## What is expected
Render every line of the material below as a JSON list of strings, one string per line, skipping blank lines and omitting the pictures.

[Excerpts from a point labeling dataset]
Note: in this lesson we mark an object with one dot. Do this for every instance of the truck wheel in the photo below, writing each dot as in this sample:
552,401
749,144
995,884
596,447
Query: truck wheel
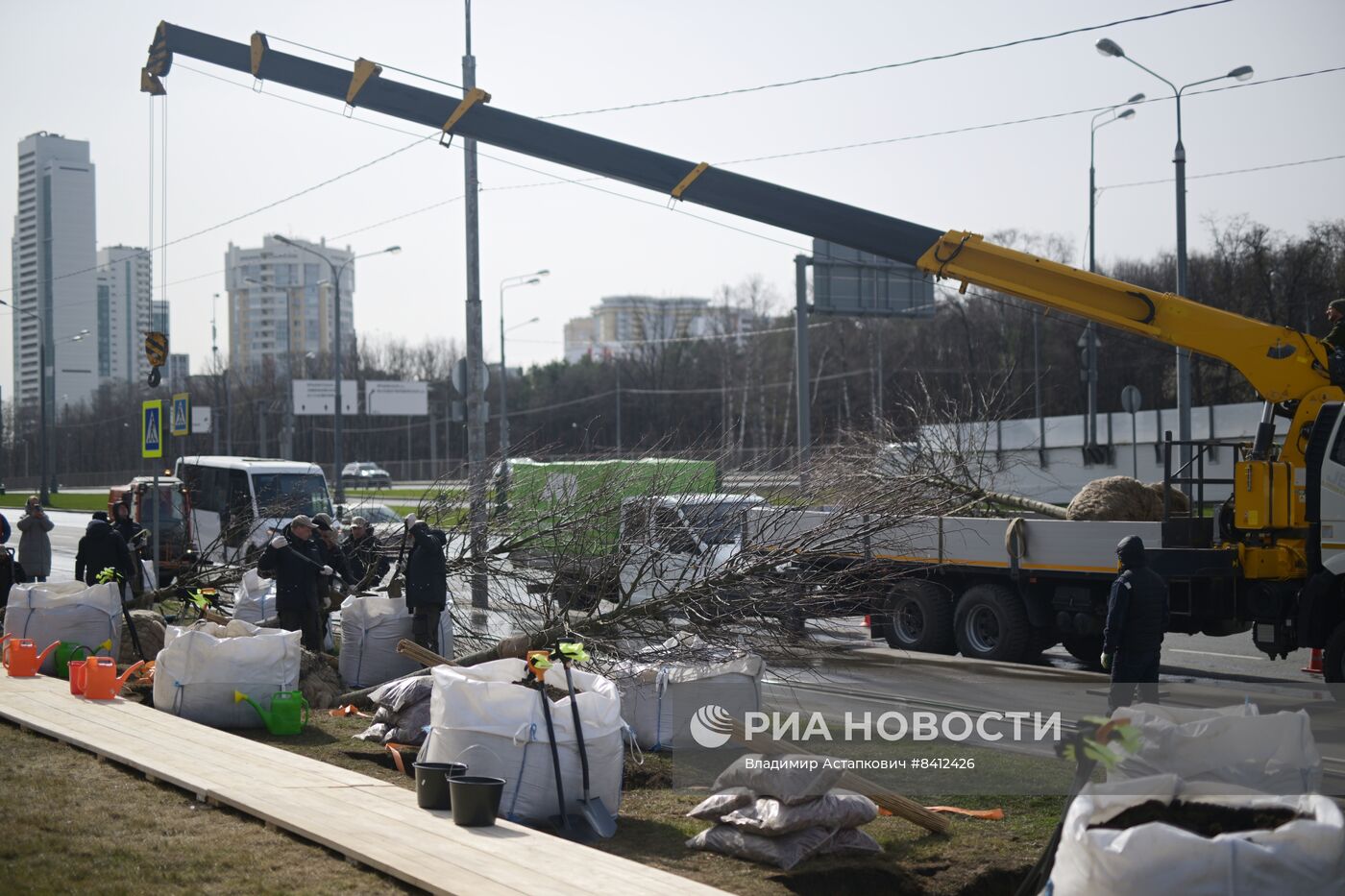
991,623
1333,658
1086,648
918,618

## Task solution
[
  "Note: in this lesson we mark an object with one dot. Do this for every instance of the truck wheel in the photo below, writing each dot as in this sample:",
  "552,401",
  "749,144",
  "995,884",
  "596,447",
  "Query: truck wheel",
  "991,623",
  "1333,658",
  "1086,648",
  "918,618"
]